Exercise → Pull out each line below that contains the word "bull".

Records for the exercise →
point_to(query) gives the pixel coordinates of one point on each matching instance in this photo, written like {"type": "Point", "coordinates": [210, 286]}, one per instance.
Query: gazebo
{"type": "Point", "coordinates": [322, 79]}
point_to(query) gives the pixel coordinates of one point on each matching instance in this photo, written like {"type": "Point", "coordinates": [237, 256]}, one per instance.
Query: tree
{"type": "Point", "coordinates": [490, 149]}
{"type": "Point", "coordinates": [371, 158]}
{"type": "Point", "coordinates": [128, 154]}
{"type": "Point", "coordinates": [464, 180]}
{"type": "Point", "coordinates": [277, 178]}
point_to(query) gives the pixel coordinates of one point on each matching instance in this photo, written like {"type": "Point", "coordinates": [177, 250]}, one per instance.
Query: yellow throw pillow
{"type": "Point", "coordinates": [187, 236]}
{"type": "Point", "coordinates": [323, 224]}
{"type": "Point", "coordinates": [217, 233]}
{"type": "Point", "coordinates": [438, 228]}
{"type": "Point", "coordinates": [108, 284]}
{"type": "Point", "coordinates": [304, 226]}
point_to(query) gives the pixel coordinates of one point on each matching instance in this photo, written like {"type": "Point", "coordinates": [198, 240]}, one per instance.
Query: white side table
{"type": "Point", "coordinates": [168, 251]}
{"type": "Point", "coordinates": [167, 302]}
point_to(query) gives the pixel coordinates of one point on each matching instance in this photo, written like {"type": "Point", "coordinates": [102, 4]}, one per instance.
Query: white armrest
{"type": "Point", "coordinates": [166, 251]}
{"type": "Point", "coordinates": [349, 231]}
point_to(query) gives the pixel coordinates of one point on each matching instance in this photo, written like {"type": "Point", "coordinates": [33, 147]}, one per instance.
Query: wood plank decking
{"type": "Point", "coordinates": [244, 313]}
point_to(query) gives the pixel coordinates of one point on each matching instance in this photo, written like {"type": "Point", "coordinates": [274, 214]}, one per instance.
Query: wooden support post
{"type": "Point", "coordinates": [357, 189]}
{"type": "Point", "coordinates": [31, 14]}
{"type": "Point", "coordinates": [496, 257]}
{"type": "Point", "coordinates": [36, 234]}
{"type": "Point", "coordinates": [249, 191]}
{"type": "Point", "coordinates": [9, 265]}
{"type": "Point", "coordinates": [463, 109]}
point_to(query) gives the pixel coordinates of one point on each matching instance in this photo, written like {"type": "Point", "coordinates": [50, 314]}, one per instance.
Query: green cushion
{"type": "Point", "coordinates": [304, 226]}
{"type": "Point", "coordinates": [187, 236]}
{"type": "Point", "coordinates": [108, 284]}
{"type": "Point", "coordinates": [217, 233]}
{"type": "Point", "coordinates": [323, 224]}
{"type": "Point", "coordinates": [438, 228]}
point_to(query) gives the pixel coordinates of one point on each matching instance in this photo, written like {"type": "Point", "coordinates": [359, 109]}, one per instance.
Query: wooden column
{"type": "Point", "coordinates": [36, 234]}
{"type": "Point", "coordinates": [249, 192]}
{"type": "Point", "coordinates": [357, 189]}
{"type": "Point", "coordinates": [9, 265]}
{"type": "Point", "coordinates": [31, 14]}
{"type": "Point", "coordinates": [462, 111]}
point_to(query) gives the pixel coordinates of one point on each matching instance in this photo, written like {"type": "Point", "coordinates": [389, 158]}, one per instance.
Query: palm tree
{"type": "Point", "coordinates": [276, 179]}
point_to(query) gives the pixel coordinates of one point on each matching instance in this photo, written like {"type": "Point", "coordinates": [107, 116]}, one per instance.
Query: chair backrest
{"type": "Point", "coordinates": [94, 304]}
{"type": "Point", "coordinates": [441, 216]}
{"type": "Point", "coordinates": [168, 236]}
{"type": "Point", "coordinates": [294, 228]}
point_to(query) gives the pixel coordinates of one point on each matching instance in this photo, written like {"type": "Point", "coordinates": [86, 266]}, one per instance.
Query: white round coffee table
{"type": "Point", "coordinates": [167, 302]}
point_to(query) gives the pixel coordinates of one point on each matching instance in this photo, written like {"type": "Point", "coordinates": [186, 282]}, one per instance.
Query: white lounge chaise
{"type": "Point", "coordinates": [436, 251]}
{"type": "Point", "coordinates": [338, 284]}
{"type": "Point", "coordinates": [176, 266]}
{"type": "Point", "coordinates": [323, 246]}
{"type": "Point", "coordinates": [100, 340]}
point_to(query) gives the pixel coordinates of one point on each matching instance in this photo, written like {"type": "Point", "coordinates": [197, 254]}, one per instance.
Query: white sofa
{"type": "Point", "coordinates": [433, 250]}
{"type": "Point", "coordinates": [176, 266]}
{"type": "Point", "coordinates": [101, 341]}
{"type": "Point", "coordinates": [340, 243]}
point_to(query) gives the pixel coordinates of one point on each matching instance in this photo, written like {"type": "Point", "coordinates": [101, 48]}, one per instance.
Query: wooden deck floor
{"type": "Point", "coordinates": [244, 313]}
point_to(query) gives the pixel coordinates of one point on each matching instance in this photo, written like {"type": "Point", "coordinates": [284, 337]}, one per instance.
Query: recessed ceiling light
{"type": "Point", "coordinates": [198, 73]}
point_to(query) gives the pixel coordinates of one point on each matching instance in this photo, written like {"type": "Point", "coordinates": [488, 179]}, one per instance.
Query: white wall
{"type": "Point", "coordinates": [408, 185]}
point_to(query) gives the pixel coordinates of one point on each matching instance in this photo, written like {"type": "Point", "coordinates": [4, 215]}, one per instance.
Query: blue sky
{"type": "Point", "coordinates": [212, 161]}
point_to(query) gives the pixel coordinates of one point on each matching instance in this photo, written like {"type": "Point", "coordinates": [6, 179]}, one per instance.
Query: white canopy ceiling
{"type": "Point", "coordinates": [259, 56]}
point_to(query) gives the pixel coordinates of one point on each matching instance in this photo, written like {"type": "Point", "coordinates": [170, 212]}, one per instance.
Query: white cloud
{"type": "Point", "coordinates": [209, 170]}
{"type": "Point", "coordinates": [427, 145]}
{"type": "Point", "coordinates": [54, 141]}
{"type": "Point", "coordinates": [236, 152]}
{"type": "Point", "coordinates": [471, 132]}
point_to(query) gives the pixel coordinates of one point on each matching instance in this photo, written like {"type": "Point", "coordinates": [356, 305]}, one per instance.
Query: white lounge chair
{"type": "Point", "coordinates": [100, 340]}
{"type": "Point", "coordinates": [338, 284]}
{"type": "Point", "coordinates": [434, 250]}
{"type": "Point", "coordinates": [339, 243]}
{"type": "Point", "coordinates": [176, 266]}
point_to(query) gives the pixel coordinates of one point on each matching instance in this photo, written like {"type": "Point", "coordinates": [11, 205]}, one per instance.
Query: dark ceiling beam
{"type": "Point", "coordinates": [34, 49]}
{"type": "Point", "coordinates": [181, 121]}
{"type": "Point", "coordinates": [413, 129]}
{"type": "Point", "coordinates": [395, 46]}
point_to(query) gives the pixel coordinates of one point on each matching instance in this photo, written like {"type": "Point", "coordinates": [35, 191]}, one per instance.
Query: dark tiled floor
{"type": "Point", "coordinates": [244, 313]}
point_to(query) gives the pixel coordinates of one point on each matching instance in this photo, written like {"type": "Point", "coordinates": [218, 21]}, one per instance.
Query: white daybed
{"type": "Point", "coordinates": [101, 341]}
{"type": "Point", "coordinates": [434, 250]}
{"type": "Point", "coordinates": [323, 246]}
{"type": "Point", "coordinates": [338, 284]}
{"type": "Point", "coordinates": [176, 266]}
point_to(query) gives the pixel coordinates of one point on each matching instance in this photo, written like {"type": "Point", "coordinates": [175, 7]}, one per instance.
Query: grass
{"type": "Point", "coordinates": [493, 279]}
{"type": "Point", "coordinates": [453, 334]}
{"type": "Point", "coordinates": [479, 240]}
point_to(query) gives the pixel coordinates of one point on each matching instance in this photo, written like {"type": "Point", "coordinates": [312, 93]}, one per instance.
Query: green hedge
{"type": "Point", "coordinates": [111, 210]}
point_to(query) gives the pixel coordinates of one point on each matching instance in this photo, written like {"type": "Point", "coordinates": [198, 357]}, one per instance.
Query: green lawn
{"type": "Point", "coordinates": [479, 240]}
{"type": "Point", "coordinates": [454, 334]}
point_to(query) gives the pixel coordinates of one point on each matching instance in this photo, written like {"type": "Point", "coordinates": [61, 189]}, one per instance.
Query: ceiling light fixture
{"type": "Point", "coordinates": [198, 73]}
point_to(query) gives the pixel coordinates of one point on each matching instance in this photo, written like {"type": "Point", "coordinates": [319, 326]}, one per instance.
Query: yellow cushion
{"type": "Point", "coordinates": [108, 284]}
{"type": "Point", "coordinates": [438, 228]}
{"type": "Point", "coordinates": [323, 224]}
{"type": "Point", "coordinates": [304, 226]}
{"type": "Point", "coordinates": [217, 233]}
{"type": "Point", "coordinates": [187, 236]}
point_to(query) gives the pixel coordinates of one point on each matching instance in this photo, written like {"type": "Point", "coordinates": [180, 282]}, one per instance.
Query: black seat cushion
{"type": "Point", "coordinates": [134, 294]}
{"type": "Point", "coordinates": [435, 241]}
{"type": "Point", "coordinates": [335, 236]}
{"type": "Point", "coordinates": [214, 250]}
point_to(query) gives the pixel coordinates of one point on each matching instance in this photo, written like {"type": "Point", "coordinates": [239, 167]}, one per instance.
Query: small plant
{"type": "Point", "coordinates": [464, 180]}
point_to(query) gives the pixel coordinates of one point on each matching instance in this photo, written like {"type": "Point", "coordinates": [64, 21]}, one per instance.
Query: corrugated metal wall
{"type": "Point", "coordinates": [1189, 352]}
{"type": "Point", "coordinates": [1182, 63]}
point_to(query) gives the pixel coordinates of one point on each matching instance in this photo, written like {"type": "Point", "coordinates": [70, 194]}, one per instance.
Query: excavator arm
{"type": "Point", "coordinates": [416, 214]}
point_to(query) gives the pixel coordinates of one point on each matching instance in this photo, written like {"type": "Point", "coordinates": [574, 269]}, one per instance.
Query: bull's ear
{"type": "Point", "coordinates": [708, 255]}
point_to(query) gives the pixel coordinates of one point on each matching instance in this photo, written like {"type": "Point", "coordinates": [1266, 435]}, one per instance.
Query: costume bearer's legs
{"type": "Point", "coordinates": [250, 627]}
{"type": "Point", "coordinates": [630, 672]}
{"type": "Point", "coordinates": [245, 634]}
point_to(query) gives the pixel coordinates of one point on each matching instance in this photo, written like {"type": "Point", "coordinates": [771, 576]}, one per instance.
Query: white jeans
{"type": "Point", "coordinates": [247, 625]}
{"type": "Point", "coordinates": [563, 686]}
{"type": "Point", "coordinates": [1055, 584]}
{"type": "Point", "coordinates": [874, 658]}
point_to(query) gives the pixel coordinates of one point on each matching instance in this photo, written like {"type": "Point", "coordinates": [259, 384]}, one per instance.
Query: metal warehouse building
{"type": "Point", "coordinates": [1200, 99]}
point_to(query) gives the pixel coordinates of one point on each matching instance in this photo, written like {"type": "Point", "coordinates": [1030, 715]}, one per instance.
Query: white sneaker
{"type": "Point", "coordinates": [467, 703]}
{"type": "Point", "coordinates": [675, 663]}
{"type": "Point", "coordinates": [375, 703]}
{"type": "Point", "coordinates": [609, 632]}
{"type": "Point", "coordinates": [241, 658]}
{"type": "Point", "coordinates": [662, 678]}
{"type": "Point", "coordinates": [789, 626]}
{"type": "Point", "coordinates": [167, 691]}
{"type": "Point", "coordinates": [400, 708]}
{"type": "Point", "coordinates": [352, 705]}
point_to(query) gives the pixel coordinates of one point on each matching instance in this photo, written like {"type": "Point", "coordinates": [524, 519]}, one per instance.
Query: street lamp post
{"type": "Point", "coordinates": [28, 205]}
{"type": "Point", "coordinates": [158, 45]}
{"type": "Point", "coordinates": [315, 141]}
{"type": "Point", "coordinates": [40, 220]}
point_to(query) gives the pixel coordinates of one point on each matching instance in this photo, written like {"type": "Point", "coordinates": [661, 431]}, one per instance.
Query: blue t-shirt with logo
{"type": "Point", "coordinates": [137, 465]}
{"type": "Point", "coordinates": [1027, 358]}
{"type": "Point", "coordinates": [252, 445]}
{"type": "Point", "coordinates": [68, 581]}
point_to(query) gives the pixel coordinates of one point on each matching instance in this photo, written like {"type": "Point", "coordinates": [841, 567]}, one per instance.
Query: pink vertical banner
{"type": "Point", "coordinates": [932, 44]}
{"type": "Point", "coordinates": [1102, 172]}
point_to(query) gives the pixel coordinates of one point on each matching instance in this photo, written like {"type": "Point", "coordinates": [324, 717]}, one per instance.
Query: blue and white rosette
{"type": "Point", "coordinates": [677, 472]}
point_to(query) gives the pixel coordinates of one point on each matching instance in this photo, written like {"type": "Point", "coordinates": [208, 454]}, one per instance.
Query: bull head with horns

Full response →
Query: bull's ear
Query: bull head with horns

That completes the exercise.